(begin)

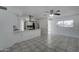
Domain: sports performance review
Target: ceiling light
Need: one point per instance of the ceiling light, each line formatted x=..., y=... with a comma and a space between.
x=51, y=15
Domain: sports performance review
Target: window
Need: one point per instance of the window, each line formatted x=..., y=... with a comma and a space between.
x=65, y=23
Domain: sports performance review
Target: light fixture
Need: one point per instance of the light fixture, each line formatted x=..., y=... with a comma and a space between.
x=51, y=15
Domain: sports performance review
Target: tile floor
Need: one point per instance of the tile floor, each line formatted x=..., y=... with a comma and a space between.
x=57, y=43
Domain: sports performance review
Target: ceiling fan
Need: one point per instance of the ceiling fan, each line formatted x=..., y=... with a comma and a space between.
x=3, y=8
x=53, y=12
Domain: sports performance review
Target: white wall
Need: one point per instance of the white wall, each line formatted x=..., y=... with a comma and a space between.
x=43, y=26
x=74, y=31
x=7, y=20
x=7, y=36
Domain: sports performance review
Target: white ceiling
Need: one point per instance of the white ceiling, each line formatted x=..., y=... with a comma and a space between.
x=39, y=11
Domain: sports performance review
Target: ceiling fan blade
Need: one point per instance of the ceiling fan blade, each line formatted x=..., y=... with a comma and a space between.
x=57, y=14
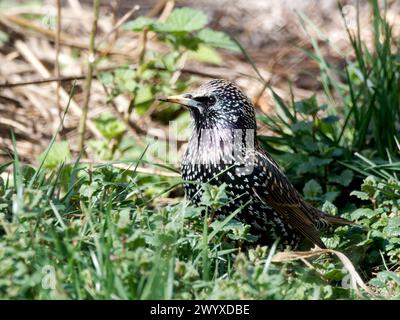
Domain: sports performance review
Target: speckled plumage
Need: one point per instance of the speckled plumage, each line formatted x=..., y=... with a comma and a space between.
x=223, y=149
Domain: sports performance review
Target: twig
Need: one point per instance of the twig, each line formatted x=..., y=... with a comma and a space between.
x=57, y=65
x=40, y=68
x=127, y=168
x=118, y=24
x=89, y=78
x=83, y=76
x=51, y=35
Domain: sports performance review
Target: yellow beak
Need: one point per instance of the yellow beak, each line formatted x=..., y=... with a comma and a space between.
x=181, y=99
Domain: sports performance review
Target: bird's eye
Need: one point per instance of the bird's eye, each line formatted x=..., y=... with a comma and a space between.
x=207, y=100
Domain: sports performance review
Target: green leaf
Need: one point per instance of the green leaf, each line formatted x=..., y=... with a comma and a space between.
x=109, y=126
x=183, y=20
x=139, y=24
x=307, y=106
x=3, y=38
x=344, y=178
x=143, y=98
x=206, y=54
x=106, y=77
x=58, y=154
x=361, y=213
x=312, y=190
x=393, y=227
x=360, y=195
x=218, y=39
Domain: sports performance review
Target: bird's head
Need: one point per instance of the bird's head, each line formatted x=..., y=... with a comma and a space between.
x=218, y=104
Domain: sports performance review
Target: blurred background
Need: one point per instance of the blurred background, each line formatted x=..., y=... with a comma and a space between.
x=41, y=55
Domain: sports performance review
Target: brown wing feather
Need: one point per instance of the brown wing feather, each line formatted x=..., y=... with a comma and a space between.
x=280, y=194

(end)

WHAT NEEDS TO BE DONE |
Ignore the images and quote every line of the listing exactly.

RESULT FOR THIS EXERCISE |
Domain: sports performance review
Target: ceiling light
Need: one point per instance of the ceiling light, each line formatted x=..., y=... with a comma and a space between.
x=51, y=15
Domain: sports performance review
Target: window
Need: one point per instance of the window, each line formatted x=..., y=... with a comma and a space between.
x=65, y=23
Domain: sports performance review
Target: light fixture
Need: one point per instance of the light fixture, each line formatted x=..., y=... with a comma and a space between.
x=51, y=15
Domain: sports performance review
Target: tile floor
Need: one point per instance of the tile floor, each line formatted x=..., y=... with a comma and a space between.
x=57, y=43
Domain: sports performance review
Target: ceiling fan
Need: one point per instance of the ceiling fan, each line formatted x=..., y=... with a comma and a space between.
x=3, y=8
x=53, y=12
Domain: sports performance review
Target: white wall
Need: one point per instance of the white wall, each line formatted x=..., y=... with a comma and a space between.
x=43, y=26
x=74, y=31
x=7, y=20
x=7, y=36
Domain: sports performance review
Target: white ceiling
Need: one point per instance of the white ceiling, each line formatted x=..., y=... with a comma and a space between.
x=39, y=11
Domain: sports performance review
Target: ceiling fan blade
Need: one point per instance of the ceiling fan blade, each line formatted x=..., y=... with a comma and a space between.
x=57, y=14
Domain: sports performance review
Target: speckled plumage
Need: one point per instance of the speckled plumage, each line formatted x=..., y=... with a comma and a space between.
x=223, y=149
Domain: sports performance review
Target: twig
Need: one point per instance of the twig, each line formatted x=..., y=... with a comma and a space between.
x=57, y=65
x=40, y=68
x=127, y=168
x=118, y=24
x=89, y=78
x=83, y=76
x=51, y=35
Domain: sports performance review
Target: yellow beak
Need: one point per instance of the yellow beak, each line formatted x=..., y=... with a comma and a space between.
x=181, y=99
Domain: sports performance review
Target: bird's eye
Need: one point per instance of the bird's eye, each line formatted x=..., y=... with a comma and a space between.
x=207, y=100
Domain: sports performance review
Target: green leaf
Need: one point per instance of the green leaf, each line formatted x=..., y=... with a comma and a space between.
x=109, y=126
x=183, y=20
x=139, y=24
x=307, y=106
x=3, y=38
x=344, y=178
x=143, y=98
x=206, y=54
x=106, y=77
x=58, y=154
x=361, y=213
x=312, y=190
x=393, y=227
x=360, y=195
x=218, y=39
Domain: sports performance review
Target: bird's head
Need: one point per instance of the bird's head, each line formatted x=..., y=... with a comma and a space between.
x=218, y=104
Domain: sports performance review
Target: blurred background
Need: one point per instance of the blurred background, each line formatted x=..., y=... with a comma and a space between.
x=41, y=55
Domain: sports performance review
Target: brown wing feather
Need: one point per instance of the brown wing feather, each line formatted x=..., y=... with a comma and a space between.
x=280, y=194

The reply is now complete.